## Text provided
BEGIN

To be fair, some of the nurses and doctors were wonderful, displaying real compassion and attentiveness. But far too many were not. There was the oncologist who, when my brother mentioned that he had been researching Mom’s cancer online, shook his head in disapproval. When my brother said we were seeking a second opinion, his response was, “Yeah, good luck with that.” There was the doctor who drugged Mom into a three day delirium, prescribing one anti-nausea medication after another instead of considering that the approach wasn’t working. When we voiced alarm, we were told that it was “common for senior citizens to show some delirium,” ignoring the fact that we knew OUR mother had been mentally sharp until only a few days before. There was the doctor who, when I questioned some decisions that had been made, beligerantly suggested that I was making random acusations. There was the nurse who decided to “test” Mom’s condition by waiting to see if she could stand without assistance, despite my informing him to the contrary and despite Mom’s cries of distress.

Above all, the most frustrating thing was that once in the hospital, we were caught in a catch-22. The cancer had created numerous secondary ailments – a bowel obstruction that resulted in vomitting, ascites (fluid buildup in the abdomen and lungs) which caused painful distention and hampered her breathing, and edema (swelling of the lower limbs due to poor nutrition). As long as we were in the hospital, Mom could not receive chemotherapy because chemo was for outpatients only. Nor were we allowed to try alternative treatments such as acupuncture or homeopathy because of the liability issues it presented. But without the chemo or any other treatment, Mom’s cancer multiplied unchecked, causing the symptoms that were keeping her in the hospital. As long as she was vomitting, they kept her as an “inpatient,” pumping her full of anti-nausea medications that impaired her mind and were only addressing the symptoms. It was madness.

END

## Dataset content
BEGIN

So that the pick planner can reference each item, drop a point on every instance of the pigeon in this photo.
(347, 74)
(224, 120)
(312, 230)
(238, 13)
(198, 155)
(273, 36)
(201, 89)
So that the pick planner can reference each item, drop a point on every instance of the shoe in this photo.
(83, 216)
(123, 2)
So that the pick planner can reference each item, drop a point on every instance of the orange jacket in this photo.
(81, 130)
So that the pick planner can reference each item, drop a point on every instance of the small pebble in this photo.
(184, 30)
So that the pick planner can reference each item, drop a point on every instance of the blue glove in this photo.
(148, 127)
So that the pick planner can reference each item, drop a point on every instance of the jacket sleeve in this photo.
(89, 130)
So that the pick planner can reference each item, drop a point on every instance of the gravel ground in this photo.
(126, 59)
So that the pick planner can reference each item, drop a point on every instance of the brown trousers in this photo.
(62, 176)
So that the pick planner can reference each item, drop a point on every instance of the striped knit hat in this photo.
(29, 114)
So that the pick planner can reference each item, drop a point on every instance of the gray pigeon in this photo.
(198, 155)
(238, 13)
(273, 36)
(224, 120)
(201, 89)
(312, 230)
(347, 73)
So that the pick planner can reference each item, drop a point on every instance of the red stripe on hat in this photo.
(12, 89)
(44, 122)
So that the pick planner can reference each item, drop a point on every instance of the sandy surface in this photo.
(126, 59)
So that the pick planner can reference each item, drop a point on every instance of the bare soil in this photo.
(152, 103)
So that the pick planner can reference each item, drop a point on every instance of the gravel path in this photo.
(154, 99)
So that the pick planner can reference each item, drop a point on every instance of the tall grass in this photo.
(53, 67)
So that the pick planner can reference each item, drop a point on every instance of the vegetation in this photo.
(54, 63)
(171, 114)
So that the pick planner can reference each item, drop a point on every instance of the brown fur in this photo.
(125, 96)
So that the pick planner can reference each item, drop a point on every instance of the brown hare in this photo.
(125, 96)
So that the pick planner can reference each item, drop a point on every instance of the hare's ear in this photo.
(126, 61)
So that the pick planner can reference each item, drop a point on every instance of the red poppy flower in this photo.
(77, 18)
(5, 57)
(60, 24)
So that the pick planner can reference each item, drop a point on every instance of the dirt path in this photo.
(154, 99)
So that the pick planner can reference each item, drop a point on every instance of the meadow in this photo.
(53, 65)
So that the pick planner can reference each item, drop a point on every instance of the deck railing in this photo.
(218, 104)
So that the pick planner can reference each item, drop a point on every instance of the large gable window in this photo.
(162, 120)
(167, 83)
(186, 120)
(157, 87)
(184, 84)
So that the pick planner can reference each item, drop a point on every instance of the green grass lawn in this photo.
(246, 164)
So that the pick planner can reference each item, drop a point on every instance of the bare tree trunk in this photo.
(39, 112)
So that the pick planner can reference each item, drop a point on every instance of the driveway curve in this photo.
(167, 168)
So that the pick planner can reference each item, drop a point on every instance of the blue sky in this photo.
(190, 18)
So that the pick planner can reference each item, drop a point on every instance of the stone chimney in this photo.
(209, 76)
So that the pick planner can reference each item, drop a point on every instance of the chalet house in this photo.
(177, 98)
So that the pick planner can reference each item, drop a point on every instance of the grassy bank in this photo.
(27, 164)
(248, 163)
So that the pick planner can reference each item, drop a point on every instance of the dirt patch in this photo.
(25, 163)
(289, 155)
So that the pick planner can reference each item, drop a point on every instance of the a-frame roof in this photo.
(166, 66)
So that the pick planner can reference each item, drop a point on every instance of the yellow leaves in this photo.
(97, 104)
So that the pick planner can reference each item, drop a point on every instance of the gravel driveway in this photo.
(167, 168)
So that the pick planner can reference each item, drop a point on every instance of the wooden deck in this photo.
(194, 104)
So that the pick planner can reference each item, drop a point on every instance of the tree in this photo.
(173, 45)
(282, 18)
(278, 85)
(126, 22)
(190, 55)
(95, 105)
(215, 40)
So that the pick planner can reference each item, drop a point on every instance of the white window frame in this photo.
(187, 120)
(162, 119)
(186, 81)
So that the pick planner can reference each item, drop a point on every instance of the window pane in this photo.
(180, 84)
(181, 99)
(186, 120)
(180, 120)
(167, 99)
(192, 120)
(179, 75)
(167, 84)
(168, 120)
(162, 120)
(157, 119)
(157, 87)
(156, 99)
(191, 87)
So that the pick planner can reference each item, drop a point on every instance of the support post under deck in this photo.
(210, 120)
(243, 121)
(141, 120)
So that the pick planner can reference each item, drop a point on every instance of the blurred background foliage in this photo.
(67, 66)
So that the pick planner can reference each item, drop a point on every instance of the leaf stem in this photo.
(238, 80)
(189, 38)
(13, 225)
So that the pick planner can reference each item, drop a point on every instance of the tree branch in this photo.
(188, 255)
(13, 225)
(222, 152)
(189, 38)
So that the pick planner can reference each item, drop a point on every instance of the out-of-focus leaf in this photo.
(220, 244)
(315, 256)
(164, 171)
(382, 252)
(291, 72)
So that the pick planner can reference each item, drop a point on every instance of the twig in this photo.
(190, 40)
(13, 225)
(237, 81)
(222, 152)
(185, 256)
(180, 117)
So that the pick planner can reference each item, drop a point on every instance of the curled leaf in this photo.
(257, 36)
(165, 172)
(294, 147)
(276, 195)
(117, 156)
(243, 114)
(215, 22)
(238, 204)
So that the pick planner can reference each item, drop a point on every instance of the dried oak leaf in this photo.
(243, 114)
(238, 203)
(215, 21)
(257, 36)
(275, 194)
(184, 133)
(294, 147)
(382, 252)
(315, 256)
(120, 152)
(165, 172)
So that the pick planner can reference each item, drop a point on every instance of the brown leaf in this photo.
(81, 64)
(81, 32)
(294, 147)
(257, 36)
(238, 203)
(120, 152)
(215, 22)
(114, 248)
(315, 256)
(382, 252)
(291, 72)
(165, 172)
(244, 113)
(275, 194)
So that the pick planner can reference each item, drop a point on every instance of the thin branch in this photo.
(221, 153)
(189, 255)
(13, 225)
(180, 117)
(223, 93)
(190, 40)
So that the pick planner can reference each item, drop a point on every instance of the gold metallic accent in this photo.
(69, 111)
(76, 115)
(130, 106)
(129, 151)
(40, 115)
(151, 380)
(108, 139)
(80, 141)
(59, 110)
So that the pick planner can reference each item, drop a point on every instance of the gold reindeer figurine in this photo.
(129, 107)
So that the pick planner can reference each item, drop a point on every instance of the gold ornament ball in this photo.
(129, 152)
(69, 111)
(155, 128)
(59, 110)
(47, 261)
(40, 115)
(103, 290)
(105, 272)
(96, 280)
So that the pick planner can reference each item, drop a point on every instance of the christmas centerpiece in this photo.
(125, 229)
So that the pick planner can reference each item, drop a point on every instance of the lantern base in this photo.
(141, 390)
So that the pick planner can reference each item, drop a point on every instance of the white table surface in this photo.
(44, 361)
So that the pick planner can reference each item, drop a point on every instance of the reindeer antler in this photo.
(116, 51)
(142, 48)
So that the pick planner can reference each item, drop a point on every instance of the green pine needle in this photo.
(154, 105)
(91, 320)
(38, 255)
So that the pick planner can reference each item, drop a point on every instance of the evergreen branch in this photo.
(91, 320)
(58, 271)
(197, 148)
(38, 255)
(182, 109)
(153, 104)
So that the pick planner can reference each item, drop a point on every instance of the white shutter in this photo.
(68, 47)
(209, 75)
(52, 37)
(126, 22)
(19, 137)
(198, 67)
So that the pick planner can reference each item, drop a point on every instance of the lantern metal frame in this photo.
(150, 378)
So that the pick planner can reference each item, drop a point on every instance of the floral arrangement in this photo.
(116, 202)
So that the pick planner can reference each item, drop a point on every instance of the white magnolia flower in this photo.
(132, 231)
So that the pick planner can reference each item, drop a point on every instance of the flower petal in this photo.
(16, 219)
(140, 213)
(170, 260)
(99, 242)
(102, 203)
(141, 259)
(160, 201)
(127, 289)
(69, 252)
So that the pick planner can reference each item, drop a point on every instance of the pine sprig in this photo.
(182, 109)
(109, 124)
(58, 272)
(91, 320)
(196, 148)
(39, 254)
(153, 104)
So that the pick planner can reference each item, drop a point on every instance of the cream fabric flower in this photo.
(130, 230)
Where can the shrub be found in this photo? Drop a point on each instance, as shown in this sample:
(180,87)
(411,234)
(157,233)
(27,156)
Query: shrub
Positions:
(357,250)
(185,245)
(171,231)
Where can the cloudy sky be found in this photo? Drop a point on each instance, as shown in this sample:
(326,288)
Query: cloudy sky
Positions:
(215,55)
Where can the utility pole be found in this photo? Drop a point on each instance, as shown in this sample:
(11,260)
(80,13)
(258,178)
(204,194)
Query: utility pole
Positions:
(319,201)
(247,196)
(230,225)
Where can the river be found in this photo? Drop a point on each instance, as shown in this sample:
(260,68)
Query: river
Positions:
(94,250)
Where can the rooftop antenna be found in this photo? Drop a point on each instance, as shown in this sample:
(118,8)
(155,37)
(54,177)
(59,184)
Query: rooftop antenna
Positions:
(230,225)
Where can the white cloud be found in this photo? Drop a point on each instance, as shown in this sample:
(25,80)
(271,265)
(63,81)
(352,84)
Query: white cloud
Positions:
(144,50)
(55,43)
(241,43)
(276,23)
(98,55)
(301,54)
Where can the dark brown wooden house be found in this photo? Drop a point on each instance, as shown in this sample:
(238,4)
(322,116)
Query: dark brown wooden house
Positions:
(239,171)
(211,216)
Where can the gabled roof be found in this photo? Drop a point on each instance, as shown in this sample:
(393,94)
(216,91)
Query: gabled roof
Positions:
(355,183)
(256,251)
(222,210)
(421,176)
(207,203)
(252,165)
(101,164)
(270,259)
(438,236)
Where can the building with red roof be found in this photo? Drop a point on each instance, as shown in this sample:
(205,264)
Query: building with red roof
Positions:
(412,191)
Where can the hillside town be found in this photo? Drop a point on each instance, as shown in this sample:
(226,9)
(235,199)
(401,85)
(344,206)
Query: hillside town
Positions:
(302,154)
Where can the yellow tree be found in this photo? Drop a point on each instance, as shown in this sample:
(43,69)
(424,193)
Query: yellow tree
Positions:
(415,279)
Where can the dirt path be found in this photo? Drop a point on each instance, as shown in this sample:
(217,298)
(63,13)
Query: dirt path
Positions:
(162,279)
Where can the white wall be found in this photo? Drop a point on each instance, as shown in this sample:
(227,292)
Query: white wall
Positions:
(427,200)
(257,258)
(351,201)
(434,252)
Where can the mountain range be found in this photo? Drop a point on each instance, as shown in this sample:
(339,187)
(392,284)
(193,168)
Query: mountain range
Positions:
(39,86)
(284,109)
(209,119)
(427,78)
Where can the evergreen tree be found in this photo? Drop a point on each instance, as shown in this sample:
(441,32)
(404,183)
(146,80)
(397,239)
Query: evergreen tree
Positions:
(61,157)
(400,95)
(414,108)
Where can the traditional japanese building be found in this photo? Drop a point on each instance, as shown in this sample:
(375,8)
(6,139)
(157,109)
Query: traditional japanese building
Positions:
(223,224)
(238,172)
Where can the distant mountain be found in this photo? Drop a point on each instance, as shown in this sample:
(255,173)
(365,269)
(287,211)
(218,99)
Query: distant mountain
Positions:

END

## Tasks to complete
**a.** According to the account of the mother's hospital stay, why couldn't she receive chemotherapy while she was in the hospital?
**b.** Pick up the account of the mother's hospital stay after its final sentence and carry it forward.

## Responses
**a.** Chemotherapy was for outpatients only.

**b.**
Little by little, yet all too fast, Mom grew so weak that chemo was no longer an option, even if her bowel obstruction had spontaneously recovered. In her last days, her kidneys started to fail and in her last hours her lungs filled again with fluid. She died of respiratory failure at 6:50 am, May 9th, 2009. After talking with the doctor on call we gathered up Mom’s belongings and left at about 8:30 am. An hour later at home, the hospital was on the phone telling me that we had to come back in order to sign the release for the body. “Why,” I asked incredulously, “didn’t you tell us this during the hour and a half that we were still there?” It was indicative of every frustration that we had experienced during the last seven weeks. Only this time, they had nothing to hold over us. I refused to return. Another hour later, they called again, this time saying that we didn’t have to sign at the hospital after all and could do so with the funeral home.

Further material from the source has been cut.